• _WHAT YOU HAVE TO DO_
Will you output, word for word, everything from the start of the items up to and including the line with "positive clicks: (334, 7)"?

• • • •

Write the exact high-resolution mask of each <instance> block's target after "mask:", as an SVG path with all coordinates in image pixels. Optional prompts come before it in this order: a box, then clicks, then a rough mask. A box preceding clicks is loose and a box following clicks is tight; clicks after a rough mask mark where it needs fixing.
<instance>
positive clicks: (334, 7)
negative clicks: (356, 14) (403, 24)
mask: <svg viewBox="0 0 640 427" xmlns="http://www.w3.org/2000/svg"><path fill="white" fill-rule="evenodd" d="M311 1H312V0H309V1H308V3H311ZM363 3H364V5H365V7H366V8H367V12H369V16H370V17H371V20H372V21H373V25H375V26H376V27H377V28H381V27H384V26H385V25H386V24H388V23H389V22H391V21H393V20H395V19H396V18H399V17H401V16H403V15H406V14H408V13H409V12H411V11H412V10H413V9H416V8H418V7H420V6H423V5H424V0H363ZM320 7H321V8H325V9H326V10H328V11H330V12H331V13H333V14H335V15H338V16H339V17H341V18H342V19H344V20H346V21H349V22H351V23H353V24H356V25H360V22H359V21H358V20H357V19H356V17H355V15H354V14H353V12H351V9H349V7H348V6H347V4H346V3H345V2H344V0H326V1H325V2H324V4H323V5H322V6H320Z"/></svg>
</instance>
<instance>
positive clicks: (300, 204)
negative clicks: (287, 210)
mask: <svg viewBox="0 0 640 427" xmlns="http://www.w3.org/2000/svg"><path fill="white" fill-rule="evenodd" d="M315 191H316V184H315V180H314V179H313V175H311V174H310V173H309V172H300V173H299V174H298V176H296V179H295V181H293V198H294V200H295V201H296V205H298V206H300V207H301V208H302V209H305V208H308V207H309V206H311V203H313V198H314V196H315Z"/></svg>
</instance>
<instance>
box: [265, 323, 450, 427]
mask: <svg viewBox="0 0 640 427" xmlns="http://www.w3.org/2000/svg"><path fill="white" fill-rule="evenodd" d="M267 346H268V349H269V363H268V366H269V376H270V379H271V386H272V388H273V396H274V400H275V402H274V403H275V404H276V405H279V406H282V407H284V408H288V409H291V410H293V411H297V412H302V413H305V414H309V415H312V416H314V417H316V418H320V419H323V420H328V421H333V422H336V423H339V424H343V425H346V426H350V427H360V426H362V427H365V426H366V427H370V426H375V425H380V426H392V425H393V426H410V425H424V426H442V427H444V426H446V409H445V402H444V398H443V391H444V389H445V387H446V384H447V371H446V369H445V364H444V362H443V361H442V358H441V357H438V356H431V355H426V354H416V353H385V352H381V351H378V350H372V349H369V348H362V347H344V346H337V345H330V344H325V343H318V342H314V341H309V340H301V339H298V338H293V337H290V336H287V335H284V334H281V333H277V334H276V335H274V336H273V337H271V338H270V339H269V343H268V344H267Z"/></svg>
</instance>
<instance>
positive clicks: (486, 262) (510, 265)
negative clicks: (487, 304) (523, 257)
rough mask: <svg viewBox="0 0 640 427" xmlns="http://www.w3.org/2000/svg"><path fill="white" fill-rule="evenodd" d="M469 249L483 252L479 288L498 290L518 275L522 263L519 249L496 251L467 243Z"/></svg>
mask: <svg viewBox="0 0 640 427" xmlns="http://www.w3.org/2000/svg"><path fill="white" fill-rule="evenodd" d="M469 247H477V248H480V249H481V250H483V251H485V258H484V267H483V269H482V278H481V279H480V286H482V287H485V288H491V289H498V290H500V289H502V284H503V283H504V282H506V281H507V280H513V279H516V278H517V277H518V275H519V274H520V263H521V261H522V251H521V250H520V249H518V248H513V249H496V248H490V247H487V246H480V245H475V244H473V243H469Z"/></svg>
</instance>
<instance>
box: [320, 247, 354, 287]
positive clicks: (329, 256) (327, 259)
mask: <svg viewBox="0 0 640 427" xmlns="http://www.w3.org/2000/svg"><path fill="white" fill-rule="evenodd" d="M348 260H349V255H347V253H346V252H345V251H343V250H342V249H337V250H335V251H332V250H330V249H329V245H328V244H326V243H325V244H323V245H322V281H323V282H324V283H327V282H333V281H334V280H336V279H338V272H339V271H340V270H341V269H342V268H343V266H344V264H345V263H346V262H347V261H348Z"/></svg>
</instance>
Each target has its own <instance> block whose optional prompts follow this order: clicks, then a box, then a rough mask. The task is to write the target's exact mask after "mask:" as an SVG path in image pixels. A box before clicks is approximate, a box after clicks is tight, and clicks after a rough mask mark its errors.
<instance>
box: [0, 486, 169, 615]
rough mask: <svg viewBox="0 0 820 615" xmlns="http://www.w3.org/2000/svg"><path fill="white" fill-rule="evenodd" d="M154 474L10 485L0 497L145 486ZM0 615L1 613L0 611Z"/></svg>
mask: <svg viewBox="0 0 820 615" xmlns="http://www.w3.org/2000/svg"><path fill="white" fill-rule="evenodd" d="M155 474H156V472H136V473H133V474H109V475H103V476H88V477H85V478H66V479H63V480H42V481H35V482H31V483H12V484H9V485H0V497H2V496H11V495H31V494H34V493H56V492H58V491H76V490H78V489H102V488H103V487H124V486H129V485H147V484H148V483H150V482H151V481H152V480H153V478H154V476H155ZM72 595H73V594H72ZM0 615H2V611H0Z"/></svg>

• • • •

• _YOUR SOLUTION_
Write the exact high-resolution mask of each <instance> block's target after "mask:", as an SVG path with all coordinates in image pixels. Optional prompts come before it in this order: a box, then clicks, then a rough mask. A box preceding clicks is loose and a box following clicks is tight; clicks after a rough mask mark where it needs fixing.
<instance>
positive clicks: (334, 7)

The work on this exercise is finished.